*Task*. Show every line in the records below that contains the word "tall".

*Rows from a dataset*.

_ _ _ _ _

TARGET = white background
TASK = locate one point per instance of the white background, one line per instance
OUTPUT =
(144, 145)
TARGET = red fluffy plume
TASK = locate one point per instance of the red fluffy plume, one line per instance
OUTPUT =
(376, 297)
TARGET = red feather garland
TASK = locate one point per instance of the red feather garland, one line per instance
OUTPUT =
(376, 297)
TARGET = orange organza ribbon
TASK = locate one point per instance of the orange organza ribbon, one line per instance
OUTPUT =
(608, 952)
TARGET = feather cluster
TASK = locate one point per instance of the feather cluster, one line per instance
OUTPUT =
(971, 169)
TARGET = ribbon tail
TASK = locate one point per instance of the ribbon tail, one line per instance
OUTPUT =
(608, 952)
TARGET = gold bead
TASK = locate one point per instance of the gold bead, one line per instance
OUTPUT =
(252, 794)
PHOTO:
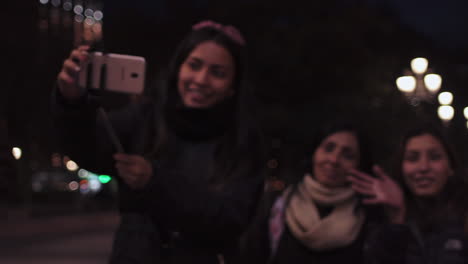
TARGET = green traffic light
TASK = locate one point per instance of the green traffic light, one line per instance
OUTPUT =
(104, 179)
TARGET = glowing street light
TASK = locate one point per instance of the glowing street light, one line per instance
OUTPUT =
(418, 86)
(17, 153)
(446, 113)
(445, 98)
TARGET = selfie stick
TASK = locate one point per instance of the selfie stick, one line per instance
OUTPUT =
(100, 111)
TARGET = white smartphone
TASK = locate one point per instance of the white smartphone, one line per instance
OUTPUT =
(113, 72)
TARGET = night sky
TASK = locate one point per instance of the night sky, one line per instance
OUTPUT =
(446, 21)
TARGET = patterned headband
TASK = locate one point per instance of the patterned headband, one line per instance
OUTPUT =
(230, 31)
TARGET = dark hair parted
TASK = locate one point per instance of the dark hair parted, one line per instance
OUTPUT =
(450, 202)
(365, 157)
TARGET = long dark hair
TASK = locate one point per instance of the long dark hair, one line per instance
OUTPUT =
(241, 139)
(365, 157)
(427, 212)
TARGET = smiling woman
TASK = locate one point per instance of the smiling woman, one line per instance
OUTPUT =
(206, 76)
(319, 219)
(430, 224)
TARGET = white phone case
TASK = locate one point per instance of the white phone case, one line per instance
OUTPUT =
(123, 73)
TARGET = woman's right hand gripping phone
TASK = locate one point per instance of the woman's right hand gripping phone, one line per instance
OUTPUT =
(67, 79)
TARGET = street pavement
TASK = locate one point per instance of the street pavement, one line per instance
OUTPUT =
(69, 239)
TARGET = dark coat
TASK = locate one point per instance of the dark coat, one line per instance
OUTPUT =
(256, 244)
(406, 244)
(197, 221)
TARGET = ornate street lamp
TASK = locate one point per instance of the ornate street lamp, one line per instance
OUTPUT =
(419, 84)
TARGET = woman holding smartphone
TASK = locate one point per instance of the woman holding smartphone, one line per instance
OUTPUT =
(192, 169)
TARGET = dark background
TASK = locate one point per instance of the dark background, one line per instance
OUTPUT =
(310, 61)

_ _ _ _ _

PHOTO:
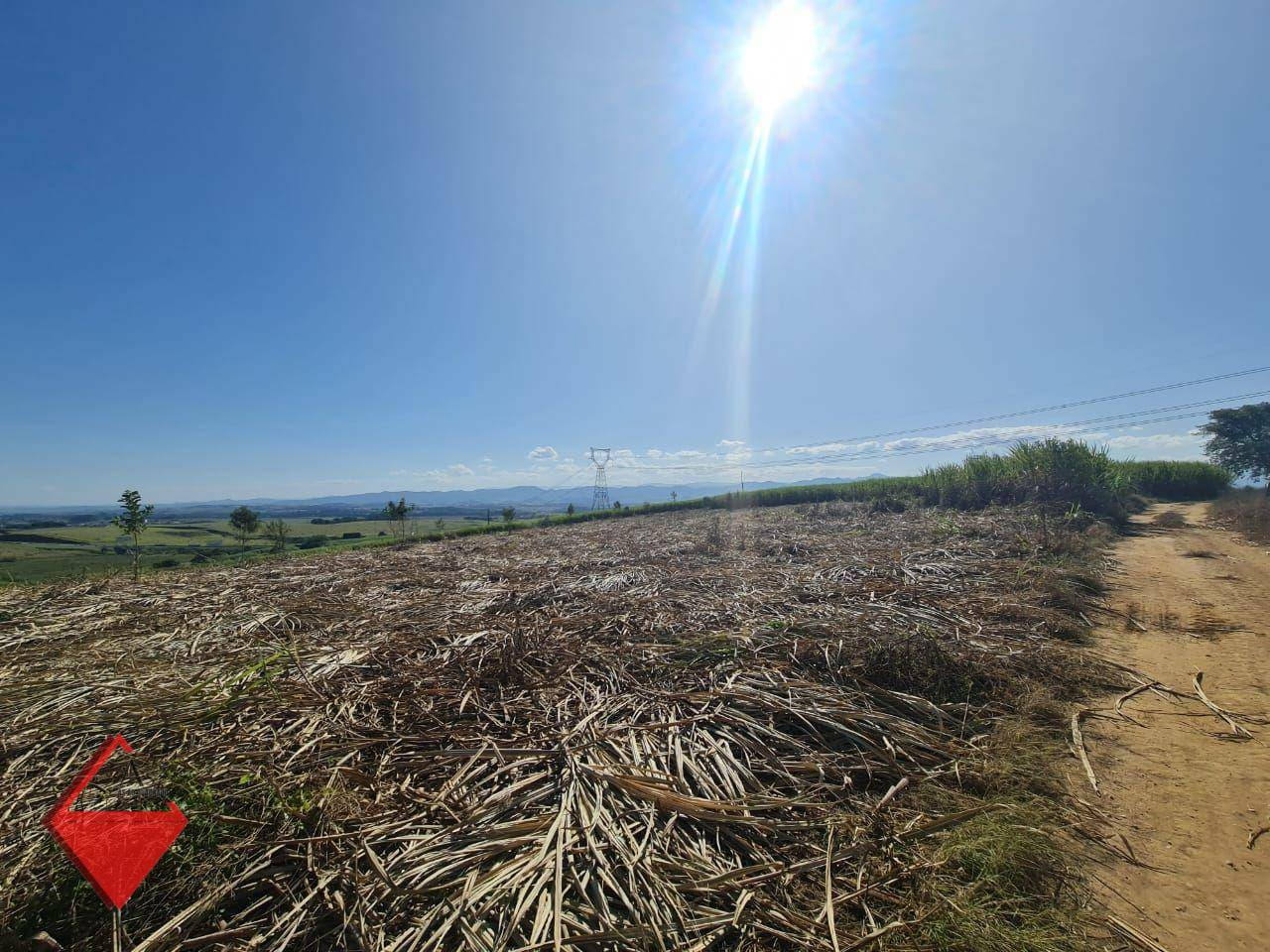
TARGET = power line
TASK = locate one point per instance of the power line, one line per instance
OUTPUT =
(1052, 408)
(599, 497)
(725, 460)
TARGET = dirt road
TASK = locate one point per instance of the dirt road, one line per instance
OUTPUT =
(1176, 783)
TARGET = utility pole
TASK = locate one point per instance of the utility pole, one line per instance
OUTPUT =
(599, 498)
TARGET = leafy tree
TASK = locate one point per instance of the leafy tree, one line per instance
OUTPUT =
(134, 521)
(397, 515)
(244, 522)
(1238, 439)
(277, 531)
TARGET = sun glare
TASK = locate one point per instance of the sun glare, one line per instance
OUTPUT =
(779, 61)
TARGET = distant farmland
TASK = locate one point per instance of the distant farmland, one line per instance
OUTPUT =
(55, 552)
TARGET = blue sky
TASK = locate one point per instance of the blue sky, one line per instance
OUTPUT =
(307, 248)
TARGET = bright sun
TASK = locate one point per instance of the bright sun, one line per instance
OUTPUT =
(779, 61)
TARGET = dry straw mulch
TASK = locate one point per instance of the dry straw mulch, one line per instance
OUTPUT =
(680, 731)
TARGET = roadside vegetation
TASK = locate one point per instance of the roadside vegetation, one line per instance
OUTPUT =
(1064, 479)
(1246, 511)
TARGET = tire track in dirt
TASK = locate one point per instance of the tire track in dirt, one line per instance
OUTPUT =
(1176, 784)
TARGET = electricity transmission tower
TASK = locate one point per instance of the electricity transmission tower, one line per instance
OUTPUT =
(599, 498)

_ _ _ _ _

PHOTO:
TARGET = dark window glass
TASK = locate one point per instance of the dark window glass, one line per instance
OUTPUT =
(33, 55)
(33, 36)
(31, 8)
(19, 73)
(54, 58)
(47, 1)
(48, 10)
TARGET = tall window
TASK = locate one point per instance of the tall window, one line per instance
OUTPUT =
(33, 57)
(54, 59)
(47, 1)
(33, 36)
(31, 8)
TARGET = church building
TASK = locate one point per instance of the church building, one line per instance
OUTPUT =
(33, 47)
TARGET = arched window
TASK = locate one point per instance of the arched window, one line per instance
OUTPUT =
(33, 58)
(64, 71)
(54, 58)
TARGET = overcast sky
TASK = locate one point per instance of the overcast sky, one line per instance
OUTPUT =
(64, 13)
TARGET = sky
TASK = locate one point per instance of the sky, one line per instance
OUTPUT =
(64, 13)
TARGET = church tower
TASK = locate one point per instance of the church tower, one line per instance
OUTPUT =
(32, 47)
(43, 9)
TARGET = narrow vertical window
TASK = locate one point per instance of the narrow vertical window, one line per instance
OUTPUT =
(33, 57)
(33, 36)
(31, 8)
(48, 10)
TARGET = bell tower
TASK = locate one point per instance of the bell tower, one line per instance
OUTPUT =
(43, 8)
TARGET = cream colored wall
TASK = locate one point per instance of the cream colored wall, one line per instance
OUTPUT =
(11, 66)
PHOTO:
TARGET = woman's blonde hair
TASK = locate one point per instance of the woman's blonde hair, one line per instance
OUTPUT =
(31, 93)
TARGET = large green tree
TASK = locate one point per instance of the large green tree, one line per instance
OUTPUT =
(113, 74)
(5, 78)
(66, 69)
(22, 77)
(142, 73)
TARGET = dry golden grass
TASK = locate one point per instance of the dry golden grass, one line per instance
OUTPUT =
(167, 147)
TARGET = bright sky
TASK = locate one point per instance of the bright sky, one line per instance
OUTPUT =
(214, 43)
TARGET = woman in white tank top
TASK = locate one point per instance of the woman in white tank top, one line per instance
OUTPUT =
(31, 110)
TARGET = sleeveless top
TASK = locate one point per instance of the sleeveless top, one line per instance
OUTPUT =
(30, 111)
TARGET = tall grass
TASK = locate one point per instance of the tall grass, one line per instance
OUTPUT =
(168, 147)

_ _ _ _ _

*Full output*.
TARGET = tall window
TASK = locate one point per instance of the tall window, one line per instance
TARGET = tall grass
TASK = locate one point per instance of the tall grass, one line per instance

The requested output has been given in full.